◆ **SHORT EXERCISE**
How many lines of the items below contain the word "walkway"? Reply with the number alone.

· · ·

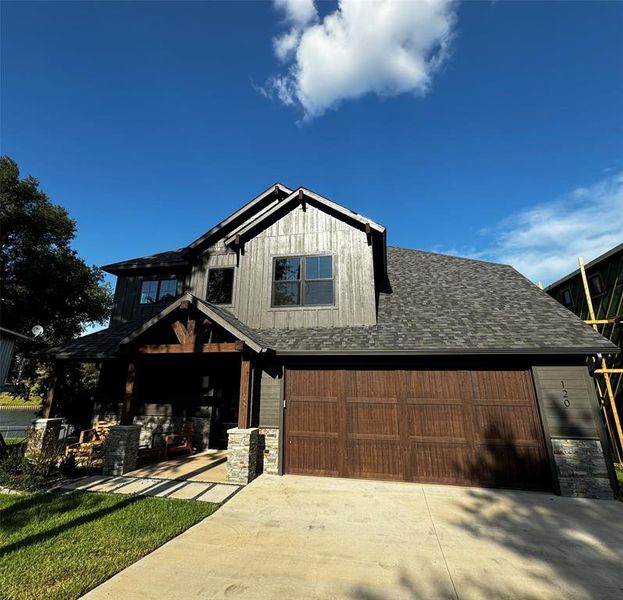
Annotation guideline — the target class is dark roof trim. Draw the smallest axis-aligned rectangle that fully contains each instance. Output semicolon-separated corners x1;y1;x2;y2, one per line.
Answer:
186;183;292;250
119;292;267;353
225;187;385;246
0;327;34;342
545;244;623;292
274;348;619;356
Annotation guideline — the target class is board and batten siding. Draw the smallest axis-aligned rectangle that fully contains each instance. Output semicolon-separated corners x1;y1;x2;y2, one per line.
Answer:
533;367;601;440
192;205;376;329
0;334;15;390
258;369;283;427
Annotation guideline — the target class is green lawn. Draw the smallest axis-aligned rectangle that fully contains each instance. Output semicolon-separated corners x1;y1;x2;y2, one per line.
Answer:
0;492;216;600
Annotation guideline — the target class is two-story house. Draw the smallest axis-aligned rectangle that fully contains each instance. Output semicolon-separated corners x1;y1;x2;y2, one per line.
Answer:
47;184;616;495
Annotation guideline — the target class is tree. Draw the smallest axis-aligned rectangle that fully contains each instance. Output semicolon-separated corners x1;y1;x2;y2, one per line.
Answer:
0;156;112;408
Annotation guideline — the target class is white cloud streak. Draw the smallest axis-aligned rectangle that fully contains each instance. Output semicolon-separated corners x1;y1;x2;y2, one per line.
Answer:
265;0;456;119
457;172;623;285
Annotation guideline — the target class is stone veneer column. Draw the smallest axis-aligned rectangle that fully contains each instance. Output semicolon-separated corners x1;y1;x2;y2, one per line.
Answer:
552;438;613;500
259;427;279;475
102;425;141;475
227;427;259;485
26;418;63;460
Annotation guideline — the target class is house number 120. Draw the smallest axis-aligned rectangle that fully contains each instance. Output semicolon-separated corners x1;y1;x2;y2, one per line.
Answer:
560;381;571;408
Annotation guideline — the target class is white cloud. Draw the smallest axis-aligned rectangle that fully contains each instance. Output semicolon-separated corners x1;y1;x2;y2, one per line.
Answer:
463;172;623;285
268;0;456;119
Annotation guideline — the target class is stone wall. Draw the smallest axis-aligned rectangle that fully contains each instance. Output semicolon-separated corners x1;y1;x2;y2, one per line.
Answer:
94;409;211;451
552;439;614;499
102;425;141;475
227;427;258;485
257;427;279;475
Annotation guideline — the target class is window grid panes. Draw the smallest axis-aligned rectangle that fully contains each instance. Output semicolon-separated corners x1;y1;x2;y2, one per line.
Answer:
139;279;177;304
272;256;334;307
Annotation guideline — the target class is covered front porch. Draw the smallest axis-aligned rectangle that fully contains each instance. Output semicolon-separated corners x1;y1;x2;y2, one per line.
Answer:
44;294;264;483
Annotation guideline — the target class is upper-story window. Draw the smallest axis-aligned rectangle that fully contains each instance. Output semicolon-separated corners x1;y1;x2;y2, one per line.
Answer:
272;256;334;306
206;268;234;304
139;279;177;304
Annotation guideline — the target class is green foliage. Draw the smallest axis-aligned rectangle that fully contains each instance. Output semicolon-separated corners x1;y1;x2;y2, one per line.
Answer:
0;492;216;600
0;156;112;406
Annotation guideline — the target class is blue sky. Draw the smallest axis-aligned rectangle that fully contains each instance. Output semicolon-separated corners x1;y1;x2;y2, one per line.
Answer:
1;0;623;294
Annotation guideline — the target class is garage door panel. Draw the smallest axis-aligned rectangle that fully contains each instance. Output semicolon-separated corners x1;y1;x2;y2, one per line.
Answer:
285;369;551;489
288;398;337;434
471;370;532;403
286;435;339;477
409;441;471;484
346;400;398;436
346;438;405;481
407;403;467;438
402;370;467;400
473;405;539;443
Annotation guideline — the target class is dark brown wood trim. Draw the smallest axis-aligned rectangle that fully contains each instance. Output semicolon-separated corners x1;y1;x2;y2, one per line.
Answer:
138;342;244;354
121;360;136;425
41;362;59;419
238;354;251;429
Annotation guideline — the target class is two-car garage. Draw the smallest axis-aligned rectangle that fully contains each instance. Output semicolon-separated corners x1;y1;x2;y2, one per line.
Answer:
284;368;552;490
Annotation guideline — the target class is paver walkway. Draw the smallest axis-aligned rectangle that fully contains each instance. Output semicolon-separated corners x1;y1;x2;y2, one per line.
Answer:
81;475;623;600
60;475;242;504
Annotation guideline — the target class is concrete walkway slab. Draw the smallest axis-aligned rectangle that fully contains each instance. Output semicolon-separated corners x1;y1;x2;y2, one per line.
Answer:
60;475;241;504
85;475;623;600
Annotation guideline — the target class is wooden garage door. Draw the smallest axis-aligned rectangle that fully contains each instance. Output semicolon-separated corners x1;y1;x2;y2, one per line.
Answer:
285;370;550;489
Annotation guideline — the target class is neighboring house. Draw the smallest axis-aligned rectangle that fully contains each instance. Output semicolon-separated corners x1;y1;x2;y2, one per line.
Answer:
47;184;616;495
545;244;623;460
0;327;31;392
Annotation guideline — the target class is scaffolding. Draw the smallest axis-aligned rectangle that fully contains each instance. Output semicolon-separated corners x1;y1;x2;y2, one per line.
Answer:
578;257;623;462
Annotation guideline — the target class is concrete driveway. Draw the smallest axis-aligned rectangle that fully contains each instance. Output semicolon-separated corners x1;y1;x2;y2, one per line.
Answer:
85;475;623;600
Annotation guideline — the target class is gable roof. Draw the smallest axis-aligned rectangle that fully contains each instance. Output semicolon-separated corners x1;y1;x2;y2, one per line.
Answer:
50;247;619;358
545;243;623;292
102;183;292;274
119;292;266;352
225;187;385;245
258;247;618;355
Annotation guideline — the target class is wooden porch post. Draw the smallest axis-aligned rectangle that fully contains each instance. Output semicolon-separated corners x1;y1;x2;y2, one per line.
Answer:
41;361;60;419
238;352;251;429
121;359;136;425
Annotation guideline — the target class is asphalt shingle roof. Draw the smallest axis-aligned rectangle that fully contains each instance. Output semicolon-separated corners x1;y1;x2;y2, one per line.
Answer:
259;247;616;354
47;247;617;358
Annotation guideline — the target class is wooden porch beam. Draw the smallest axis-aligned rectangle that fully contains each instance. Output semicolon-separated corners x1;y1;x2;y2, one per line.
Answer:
138;342;243;354
238;354;251;429
121;360;136;425
41;363;59;419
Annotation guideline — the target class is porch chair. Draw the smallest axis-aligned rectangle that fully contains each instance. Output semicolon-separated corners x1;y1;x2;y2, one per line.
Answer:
65;419;117;466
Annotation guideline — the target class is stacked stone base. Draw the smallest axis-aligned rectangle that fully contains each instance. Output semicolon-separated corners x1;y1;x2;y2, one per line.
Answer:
257;427;279;475
102;425;141;475
552;439;614;499
227;427;259;485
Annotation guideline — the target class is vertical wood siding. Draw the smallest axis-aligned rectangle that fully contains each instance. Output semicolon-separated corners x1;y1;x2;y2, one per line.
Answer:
191;205;376;328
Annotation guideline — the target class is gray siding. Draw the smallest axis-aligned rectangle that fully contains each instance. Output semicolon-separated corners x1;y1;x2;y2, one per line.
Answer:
0;335;15;390
533;367;601;440
191;205;376;328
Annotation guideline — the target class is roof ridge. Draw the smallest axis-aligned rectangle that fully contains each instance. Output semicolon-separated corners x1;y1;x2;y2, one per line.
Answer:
387;244;516;270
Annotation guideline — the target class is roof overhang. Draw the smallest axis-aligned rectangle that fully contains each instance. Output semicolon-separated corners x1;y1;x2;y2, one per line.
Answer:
119;292;268;353
225;187;385;246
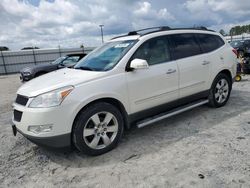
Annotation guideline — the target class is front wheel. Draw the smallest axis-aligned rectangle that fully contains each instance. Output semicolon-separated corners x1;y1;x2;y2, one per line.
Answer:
208;73;232;108
73;102;124;155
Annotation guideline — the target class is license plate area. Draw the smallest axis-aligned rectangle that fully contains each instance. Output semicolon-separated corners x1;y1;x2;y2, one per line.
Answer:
14;110;23;122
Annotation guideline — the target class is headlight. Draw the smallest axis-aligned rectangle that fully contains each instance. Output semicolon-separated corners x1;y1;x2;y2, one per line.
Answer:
29;86;74;108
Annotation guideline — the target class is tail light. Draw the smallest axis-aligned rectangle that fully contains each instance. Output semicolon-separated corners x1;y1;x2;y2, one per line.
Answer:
232;48;238;57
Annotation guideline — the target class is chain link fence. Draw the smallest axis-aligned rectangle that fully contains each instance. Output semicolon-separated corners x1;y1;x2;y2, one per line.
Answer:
0;48;94;75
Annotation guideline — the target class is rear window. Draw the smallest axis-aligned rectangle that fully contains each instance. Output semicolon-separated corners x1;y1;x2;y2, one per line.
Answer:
169;33;201;59
196;34;225;53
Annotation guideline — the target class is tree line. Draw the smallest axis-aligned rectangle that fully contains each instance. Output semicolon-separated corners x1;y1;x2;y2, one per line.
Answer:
220;24;250;36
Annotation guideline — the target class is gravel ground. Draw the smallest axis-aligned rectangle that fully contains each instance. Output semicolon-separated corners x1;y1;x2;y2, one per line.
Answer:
0;75;250;188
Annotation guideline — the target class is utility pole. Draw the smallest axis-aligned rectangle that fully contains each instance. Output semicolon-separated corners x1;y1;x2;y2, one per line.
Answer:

· · ·

◆ **CORRECT OUTPUT**
2